**Task to complete:** Copy the lines from the line with "the drawer pull" to the line with "[234,257,244,266]", swapping "report" for "return" and leaving everything else as it is.

[Image box annotation records]
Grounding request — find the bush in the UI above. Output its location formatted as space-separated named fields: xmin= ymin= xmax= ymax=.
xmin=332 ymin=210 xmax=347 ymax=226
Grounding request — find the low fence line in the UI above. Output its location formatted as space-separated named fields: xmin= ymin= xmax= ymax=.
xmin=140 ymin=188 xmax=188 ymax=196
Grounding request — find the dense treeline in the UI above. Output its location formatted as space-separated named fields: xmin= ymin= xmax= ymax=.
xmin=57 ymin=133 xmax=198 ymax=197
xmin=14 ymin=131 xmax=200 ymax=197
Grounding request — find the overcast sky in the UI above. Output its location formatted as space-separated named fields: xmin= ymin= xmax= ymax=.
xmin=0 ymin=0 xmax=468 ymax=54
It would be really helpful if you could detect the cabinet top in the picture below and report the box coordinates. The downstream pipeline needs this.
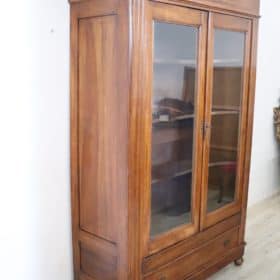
[68,0,260,16]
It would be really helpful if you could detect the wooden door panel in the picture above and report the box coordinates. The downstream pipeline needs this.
[201,13,251,228]
[141,2,207,255]
[79,16,120,241]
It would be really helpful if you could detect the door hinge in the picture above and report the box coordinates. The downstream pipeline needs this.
[201,122,211,140]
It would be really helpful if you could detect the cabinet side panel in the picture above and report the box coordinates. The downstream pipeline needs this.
[78,15,119,241]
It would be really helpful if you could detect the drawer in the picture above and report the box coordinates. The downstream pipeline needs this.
[144,228,239,280]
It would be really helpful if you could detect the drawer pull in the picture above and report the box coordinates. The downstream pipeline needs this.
[224,239,230,247]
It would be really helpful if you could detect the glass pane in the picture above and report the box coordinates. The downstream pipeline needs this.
[151,22,198,237]
[208,29,245,212]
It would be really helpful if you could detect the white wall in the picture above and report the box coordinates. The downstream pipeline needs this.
[0,0,72,280]
[0,0,280,280]
[249,0,280,205]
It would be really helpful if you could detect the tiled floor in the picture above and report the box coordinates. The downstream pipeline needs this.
[209,195,280,280]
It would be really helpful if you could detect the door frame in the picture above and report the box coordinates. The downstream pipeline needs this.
[200,12,252,230]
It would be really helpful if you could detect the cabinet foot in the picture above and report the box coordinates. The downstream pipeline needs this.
[234,257,244,266]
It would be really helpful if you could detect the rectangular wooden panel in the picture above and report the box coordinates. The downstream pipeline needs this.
[144,228,238,280]
[78,16,118,240]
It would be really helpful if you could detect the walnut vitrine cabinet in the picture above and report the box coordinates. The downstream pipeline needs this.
[70,0,259,280]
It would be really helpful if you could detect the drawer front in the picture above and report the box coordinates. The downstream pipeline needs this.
[144,228,239,280]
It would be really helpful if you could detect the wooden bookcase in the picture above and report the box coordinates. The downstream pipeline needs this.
[70,0,259,280]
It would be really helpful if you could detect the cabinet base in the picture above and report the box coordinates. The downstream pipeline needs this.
[185,246,244,280]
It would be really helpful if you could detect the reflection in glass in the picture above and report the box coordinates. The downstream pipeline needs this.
[208,29,245,212]
[150,22,197,237]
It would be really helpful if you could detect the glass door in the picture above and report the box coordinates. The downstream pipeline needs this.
[202,14,250,230]
[149,1,206,254]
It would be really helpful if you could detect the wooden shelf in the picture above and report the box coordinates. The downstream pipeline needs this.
[152,161,236,185]
[211,110,240,116]
[152,127,193,145]
[154,58,243,67]
[208,161,236,168]
[152,160,192,184]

**Expected answer:**
It would be really helpful if you could detect the drawer pull in the picture above and return the box coordinates. The downstream pipeline needs this.
[224,239,230,247]
It would be really helpful if you could detect the glass pane in the picture above and return the box coordinates. The downstream pipeline needs this.
[151,22,198,237]
[208,29,245,212]
It would be really helpful if you could detect the white wall in the picture above and return the box coordinates. The downstream pipeline needs this.
[0,0,72,280]
[0,0,280,280]
[249,0,280,205]
It would be really helpful if you could detect the tiled floor in the picture above and return the box coordinates. The downstream pipeline needs this.
[209,195,280,280]
It would be really helpful if you could detect the door frame in the picture above and return the box coordinates. The downstream pipeline needs this.
[200,12,252,230]
It would be really helpful if you could detect the cabinet foot in the picture above and return the box coordinates. The downstream pipeline needs this.
[234,257,244,266]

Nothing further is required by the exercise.